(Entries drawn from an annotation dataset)
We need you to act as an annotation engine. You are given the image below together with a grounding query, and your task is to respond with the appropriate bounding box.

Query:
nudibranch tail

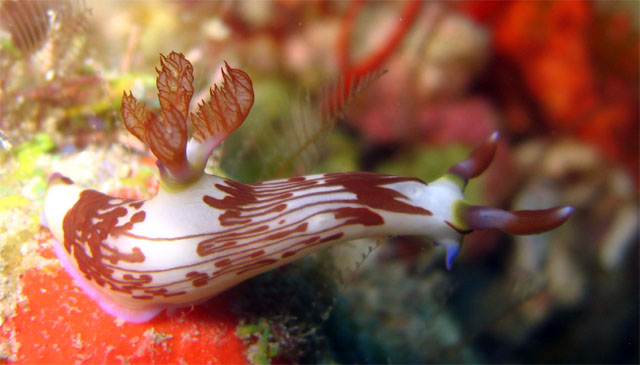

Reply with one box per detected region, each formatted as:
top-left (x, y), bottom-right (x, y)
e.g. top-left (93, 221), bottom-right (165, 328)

top-left (44, 52), bottom-right (571, 322)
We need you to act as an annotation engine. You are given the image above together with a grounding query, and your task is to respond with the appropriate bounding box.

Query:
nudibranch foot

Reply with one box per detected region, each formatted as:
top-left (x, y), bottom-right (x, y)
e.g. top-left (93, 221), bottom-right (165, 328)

top-left (53, 232), bottom-right (167, 323)
top-left (44, 52), bottom-right (572, 322)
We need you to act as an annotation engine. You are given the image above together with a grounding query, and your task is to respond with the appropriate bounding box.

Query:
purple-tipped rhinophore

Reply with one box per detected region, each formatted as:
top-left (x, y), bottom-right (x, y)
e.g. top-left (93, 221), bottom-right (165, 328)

top-left (464, 205), bottom-right (573, 235)
top-left (449, 131), bottom-right (499, 186)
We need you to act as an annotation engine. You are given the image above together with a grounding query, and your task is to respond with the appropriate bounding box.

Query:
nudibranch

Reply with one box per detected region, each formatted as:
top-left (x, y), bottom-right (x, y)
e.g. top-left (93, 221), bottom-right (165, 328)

top-left (44, 52), bottom-right (572, 322)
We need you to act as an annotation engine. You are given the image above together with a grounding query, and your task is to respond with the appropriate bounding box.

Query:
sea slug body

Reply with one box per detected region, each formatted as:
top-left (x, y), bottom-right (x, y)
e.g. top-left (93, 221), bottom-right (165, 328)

top-left (44, 52), bottom-right (572, 322)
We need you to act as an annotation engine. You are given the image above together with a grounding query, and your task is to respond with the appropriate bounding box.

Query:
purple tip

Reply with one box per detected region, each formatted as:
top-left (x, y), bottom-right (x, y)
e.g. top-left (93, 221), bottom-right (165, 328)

top-left (446, 244), bottom-right (460, 270)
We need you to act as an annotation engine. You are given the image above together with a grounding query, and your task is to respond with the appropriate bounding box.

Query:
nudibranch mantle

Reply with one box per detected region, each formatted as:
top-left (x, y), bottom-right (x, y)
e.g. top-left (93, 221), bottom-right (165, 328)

top-left (44, 52), bottom-right (571, 322)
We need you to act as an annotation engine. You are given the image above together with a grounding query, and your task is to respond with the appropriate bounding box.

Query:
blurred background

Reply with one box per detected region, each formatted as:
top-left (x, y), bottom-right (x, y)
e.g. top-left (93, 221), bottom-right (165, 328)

top-left (0, 0), bottom-right (640, 363)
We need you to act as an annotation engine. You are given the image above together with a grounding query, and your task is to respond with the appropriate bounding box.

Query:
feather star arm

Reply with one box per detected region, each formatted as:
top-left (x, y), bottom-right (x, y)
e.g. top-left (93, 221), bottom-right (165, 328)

top-left (44, 52), bottom-right (572, 322)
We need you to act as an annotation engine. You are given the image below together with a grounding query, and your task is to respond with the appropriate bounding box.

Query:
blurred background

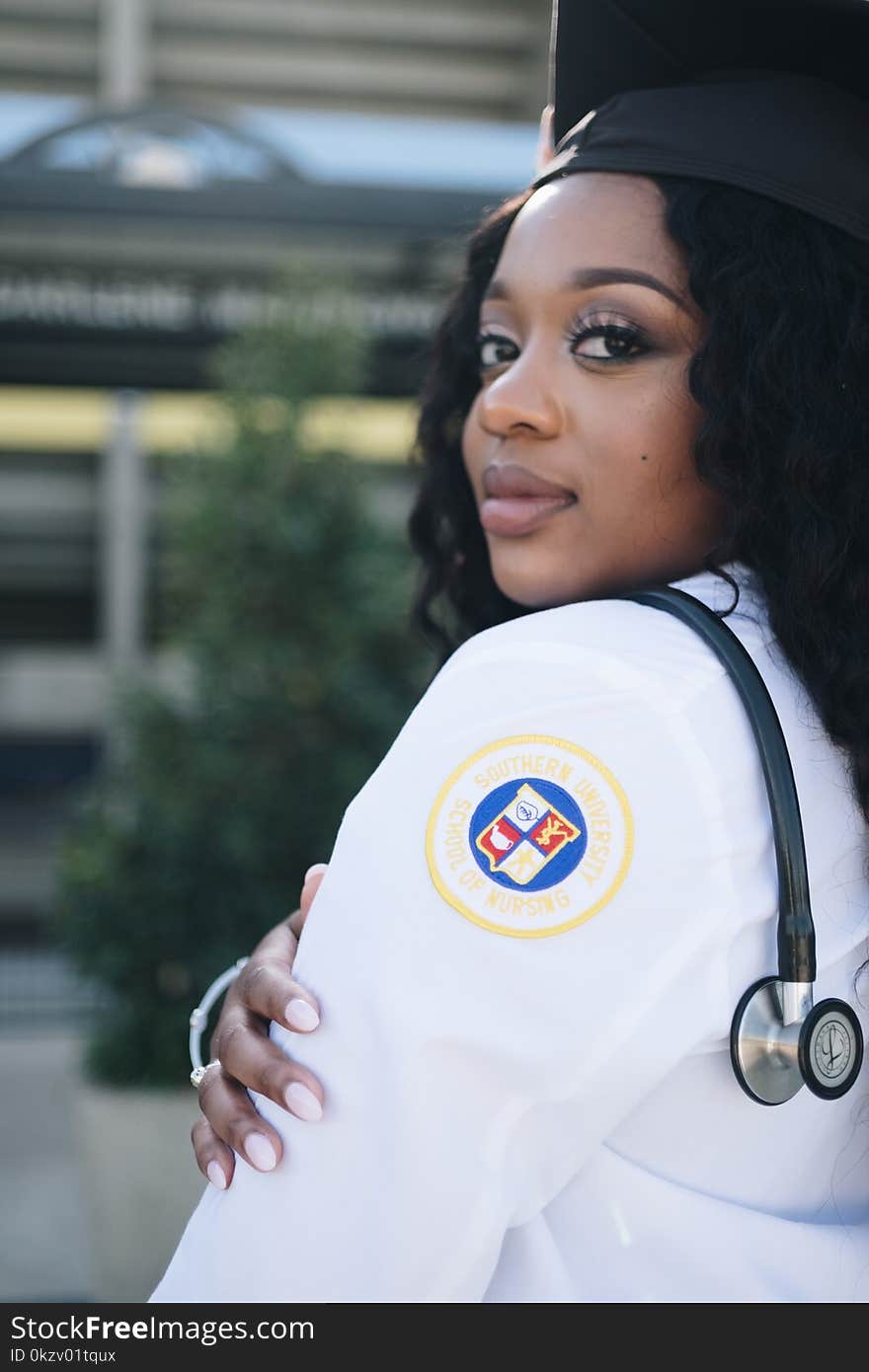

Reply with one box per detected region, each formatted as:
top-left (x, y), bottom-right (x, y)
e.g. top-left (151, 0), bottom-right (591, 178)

top-left (0, 0), bottom-right (549, 1301)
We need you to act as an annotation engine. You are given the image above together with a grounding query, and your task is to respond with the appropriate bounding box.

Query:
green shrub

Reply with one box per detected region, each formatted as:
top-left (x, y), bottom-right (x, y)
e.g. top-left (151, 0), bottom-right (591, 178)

top-left (57, 280), bottom-right (432, 1085)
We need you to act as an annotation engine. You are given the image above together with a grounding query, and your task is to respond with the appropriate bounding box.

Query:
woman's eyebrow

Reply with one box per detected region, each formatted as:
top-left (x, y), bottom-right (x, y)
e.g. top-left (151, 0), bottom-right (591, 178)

top-left (483, 267), bottom-right (693, 314)
top-left (567, 267), bottom-right (690, 314)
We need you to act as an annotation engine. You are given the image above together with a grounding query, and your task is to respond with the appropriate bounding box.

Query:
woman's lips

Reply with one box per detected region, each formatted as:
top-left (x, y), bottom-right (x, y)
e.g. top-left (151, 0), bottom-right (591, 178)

top-left (479, 462), bottom-right (577, 535)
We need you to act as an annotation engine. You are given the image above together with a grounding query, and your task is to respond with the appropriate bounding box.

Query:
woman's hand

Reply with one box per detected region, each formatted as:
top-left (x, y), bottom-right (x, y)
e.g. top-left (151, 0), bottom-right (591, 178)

top-left (191, 863), bottom-right (325, 1191)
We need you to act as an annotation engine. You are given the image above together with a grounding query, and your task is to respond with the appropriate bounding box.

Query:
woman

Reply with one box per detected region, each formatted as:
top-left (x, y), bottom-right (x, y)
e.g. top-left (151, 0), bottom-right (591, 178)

top-left (155, 8), bottom-right (869, 1301)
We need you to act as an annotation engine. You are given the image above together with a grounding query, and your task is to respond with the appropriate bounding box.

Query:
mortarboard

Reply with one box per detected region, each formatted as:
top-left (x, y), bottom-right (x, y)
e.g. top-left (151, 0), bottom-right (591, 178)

top-left (534, 0), bottom-right (869, 242)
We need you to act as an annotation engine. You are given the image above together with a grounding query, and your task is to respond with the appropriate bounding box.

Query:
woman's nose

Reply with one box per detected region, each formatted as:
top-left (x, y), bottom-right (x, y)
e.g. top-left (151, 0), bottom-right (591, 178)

top-left (479, 351), bottom-right (562, 437)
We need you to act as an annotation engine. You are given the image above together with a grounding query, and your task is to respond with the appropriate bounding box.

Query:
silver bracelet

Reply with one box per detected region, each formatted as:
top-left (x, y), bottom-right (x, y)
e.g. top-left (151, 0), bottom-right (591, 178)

top-left (190, 957), bottom-right (250, 1088)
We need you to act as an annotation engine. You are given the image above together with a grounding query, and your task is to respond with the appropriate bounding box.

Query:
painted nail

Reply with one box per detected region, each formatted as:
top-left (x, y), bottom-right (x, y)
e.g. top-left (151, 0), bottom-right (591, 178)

top-left (244, 1133), bottom-right (277, 1172)
top-left (284, 1081), bottom-right (323, 1123)
top-left (284, 996), bottom-right (320, 1029)
top-left (206, 1162), bottom-right (226, 1191)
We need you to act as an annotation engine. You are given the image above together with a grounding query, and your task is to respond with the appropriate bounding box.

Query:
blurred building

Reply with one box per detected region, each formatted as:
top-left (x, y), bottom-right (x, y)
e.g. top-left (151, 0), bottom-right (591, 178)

top-left (0, 0), bottom-right (549, 1018)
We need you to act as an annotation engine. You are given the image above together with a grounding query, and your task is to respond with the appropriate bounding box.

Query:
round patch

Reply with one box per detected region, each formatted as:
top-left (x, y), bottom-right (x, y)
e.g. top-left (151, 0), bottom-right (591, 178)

top-left (426, 734), bottom-right (633, 939)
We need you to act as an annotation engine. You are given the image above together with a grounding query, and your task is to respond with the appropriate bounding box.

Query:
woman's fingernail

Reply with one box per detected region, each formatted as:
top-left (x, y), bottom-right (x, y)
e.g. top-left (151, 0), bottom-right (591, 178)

top-left (284, 996), bottom-right (320, 1029)
top-left (284, 1081), bottom-right (323, 1123)
top-left (244, 1133), bottom-right (277, 1172)
top-left (206, 1162), bottom-right (226, 1191)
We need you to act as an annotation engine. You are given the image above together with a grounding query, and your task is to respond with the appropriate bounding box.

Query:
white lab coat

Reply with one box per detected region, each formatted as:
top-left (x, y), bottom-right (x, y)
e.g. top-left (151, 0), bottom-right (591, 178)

top-left (152, 568), bottom-right (869, 1302)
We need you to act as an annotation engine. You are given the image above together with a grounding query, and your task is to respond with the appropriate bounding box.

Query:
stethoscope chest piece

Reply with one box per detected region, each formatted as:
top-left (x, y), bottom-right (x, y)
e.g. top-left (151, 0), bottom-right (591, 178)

top-left (731, 977), bottom-right (863, 1105)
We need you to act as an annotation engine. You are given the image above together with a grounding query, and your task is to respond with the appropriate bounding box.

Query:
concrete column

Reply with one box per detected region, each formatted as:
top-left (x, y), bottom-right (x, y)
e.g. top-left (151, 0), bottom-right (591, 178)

top-left (100, 391), bottom-right (148, 678)
top-left (99, 0), bottom-right (151, 109)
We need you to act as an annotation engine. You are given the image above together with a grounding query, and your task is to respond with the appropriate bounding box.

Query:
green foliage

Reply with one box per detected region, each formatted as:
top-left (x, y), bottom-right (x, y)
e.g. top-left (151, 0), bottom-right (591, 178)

top-left (59, 278), bottom-right (432, 1084)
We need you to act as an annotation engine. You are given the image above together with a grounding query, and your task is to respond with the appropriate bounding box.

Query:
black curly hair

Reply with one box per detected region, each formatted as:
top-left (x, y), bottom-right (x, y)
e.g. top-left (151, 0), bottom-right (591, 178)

top-left (411, 177), bottom-right (869, 819)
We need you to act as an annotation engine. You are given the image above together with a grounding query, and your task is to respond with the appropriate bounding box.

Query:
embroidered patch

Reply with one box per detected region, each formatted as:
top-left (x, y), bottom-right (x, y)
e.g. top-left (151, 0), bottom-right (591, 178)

top-left (426, 734), bottom-right (633, 939)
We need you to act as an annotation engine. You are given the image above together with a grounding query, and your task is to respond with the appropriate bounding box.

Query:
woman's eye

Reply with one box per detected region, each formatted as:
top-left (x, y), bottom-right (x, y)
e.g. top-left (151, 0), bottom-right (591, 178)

top-left (476, 334), bottom-right (518, 370)
top-left (570, 324), bottom-right (648, 362)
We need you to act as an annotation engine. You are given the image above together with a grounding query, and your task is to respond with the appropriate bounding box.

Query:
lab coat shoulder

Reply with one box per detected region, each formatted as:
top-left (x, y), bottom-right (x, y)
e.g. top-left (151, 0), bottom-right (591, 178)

top-left (297, 601), bottom-right (775, 1214)
top-left (156, 602), bottom-right (774, 1301)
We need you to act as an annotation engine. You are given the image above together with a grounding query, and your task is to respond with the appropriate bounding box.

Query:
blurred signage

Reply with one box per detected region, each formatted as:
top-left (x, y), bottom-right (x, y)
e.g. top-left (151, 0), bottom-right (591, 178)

top-left (0, 267), bottom-right (442, 395)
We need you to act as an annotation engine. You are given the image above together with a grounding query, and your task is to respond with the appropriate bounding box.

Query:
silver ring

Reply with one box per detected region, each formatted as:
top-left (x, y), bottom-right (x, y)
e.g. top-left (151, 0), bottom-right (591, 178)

top-left (190, 1058), bottom-right (219, 1091)
top-left (190, 957), bottom-right (250, 1087)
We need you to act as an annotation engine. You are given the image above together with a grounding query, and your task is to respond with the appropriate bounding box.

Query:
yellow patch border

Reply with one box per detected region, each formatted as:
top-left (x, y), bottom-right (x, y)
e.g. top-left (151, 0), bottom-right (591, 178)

top-left (426, 734), bottom-right (634, 939)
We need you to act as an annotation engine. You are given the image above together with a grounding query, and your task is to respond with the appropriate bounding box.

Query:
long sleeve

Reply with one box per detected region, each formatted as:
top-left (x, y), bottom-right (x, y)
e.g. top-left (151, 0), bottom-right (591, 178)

top-left (152, 602), bottom-right (775, 1302)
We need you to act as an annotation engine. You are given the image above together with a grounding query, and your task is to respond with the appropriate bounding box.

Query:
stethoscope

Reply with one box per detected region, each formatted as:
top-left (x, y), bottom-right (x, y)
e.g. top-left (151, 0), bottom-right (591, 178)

top-left (625, 586), bottom-right (863, 1105)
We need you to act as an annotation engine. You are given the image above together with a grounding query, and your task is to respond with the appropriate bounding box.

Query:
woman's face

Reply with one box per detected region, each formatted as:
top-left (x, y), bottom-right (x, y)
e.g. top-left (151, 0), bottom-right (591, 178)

top-left (462, 173), bottom-right (725, 606)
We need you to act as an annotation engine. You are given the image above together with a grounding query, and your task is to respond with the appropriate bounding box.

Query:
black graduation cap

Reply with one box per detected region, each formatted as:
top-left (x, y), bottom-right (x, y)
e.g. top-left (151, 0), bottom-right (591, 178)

top-left (535, 0), bottom-right (869, 240)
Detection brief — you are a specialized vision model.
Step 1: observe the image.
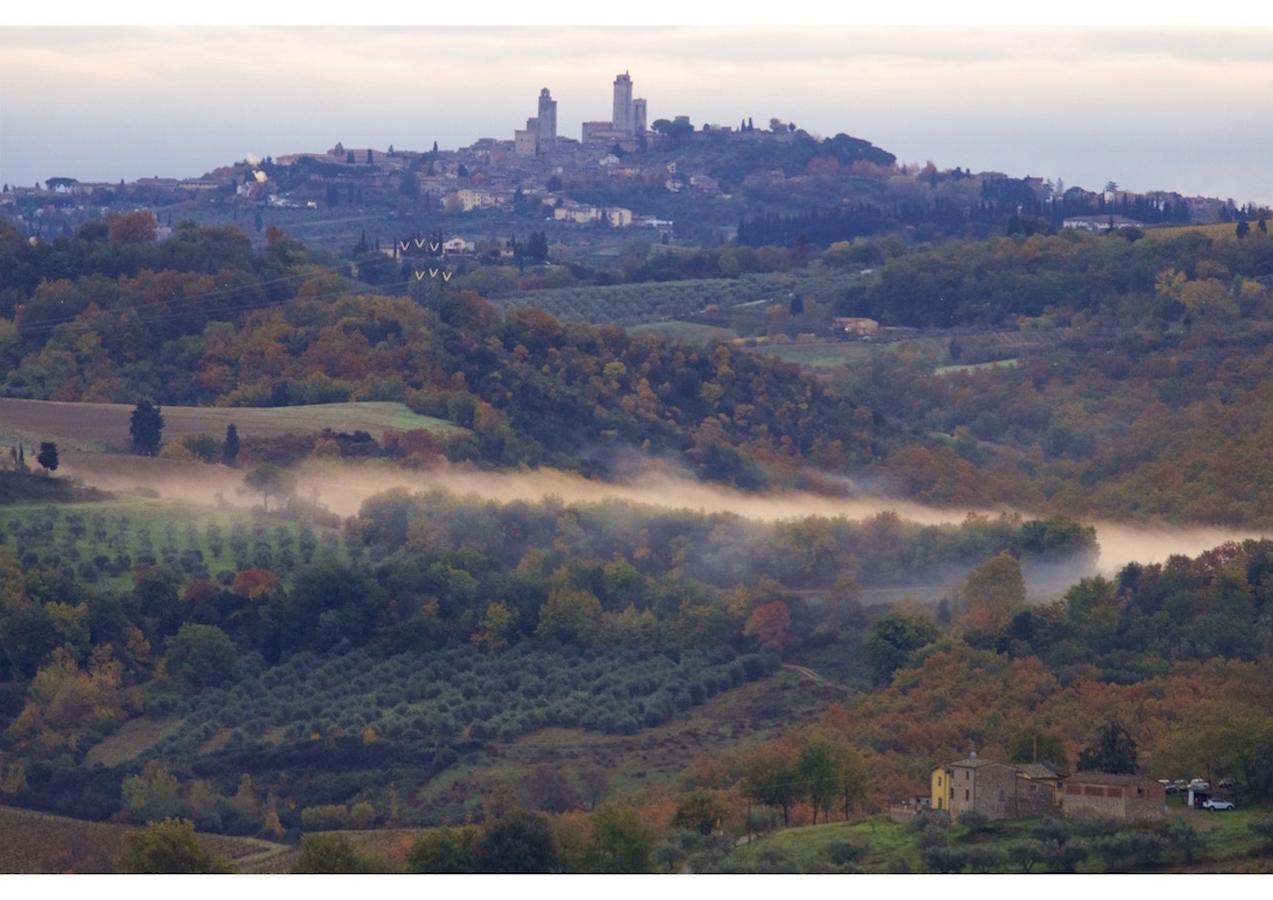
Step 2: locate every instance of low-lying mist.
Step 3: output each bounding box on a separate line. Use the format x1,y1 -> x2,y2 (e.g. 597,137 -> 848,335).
64,453 -> 1268,580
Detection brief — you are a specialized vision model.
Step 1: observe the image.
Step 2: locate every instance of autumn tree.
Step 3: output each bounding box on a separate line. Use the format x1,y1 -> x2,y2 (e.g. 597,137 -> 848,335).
742,600 -> 792,647
116,819 -> 230,875
535,587 -> 601,643
864,611 -> 938,684
742,743 -> 801,825
672,788 -> 726,834
472,811 -> 558,875
796,737 -> 840,825
964,552 -> 1026,631
1077,722 -> 1137,775
120,763 -> 181,822
472,602 -> 518,652
406,825 -> 480,875
106,210 -> 159,243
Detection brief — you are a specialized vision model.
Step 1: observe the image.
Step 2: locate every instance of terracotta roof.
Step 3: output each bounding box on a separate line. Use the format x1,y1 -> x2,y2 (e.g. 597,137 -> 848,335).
1066,771 -> 1161,787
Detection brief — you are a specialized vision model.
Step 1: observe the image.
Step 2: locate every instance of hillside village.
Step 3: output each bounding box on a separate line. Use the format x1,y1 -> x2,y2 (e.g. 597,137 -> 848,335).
0,73 -> 1249,263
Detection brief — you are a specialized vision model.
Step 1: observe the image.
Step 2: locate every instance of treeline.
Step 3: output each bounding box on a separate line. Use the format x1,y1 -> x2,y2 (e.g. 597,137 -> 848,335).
0,229 -> 876,486
840,225 -> 1273,327
661,541 -> 1273,843
738,204 -> 892,247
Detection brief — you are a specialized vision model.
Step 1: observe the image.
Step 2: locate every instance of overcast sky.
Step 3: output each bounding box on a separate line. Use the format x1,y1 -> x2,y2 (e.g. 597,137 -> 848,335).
0,28 -> 1273,202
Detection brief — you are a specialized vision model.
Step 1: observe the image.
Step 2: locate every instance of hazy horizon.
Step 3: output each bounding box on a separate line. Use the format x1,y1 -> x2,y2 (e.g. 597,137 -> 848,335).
0,27 -> 1273,202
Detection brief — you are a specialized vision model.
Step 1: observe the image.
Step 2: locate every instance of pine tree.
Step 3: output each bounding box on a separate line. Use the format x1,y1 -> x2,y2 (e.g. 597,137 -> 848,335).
36,440 -> 57,472
129,400 -> 163,456
222,423 -> 239,466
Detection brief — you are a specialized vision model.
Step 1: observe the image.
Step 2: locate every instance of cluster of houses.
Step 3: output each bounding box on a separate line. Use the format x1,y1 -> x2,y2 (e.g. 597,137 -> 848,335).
895,752 -> 1167,821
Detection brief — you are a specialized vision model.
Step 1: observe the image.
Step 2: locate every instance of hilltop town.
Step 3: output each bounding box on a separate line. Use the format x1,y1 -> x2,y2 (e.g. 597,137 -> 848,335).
0,71 -> 1256,271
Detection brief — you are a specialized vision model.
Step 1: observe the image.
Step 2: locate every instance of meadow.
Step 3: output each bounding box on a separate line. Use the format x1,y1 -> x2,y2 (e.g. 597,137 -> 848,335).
0,499 -> 344,587
723,801 -> 1270,873
0,806 -> 290,875
496,271 -> 862,325
0,397 -> 462,452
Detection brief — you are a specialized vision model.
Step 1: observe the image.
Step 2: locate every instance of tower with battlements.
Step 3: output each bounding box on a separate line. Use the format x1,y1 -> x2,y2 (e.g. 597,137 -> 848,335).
610,73 -> 635,135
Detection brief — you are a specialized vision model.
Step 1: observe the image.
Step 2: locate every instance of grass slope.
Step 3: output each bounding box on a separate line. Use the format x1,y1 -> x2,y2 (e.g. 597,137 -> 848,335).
728,801 -> 1273,873
0,806 -> 290,875
0,397 -> 461,451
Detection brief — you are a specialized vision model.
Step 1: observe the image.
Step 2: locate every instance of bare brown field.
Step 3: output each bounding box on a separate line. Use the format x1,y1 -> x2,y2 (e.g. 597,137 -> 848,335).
0,806 -> 292,875
0,397 -> 460,452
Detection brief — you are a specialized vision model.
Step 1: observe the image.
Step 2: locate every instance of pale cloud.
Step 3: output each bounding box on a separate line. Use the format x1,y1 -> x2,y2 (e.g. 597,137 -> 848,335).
0,28 -> 1273,200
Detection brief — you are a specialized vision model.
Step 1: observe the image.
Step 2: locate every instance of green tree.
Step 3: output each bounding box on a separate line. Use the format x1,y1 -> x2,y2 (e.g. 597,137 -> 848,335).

(Exercise details): Pull out every line of the material above that contains the word "green", and copy each one unchanged.

(Finished exercise):
green shrub
green foliage
Step 2: locate every instance of green tree.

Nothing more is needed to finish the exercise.